ACTIVITY: Retype the tail of the data exactly, starting at the line containing "Locate the ceiling fan" and stopping at the last line.

- Opening Delimiter -

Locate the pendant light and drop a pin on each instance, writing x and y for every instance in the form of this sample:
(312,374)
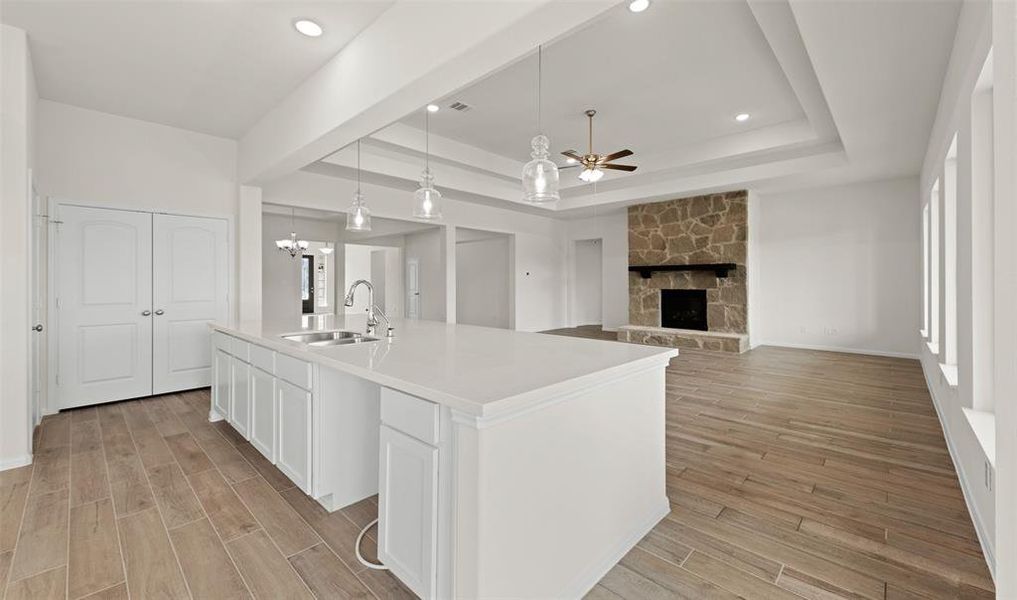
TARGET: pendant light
(292,245)
(427,200)
(359,217)
(540,175)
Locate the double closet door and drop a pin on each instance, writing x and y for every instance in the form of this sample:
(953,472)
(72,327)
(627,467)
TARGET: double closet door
(134,294)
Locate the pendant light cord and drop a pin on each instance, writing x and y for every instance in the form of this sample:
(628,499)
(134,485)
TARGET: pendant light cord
(540,81)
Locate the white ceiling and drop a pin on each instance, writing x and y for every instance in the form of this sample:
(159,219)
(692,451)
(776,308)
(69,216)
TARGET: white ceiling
(671,77)
(214,67)
(838,91)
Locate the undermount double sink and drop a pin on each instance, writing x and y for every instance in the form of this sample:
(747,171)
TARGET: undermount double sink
(330,338)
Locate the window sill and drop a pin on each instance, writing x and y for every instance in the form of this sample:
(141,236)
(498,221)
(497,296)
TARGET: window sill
(983,425)
(949,373)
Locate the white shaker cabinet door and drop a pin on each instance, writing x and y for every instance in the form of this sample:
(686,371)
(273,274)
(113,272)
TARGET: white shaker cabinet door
(103,275)
(240,410)
(190,289)
(223,376)
(263,411)
(294,427)
(408,511)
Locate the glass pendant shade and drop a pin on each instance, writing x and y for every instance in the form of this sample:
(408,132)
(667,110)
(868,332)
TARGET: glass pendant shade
(427,200)
(591,175)
(359,217)
(540,176)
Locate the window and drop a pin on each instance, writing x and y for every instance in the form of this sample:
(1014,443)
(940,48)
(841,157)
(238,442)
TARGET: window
(934,268)
(925,293)
(948,345)
(982,239)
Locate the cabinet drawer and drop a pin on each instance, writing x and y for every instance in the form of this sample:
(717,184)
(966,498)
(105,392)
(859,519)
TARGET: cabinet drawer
(262,358)
(293,370)
(221,341)
(411,415)
(238,348)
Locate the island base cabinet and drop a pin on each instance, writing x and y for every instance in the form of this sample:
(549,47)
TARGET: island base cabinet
(222,385)
(294,426)
(240,407)
(408,511)
(263,411)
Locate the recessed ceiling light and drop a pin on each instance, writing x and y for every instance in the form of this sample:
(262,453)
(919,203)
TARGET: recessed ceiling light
(639,5)
(308,27)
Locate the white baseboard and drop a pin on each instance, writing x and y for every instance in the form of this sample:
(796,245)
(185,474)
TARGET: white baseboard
(869,352)
(984,538)
(15,462)
(582,585)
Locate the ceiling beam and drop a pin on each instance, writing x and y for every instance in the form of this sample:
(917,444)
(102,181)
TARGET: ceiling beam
(414,53)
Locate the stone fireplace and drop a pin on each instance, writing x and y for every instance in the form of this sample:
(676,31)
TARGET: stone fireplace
(686,281)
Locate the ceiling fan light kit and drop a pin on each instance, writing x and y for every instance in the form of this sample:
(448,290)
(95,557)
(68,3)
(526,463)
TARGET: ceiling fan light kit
(593,164)
(540,175)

- Closing Delimiter -

SOLVED PROBLEM:
Locate the ceiling fan light kit and drop a pin on each instance, writing x and y for every instance in the form of this sample:
(448,290)
(95,557)
(68,3)
(526,463)
TARGET: ceiling fan light kit
(593,164)
(540,175)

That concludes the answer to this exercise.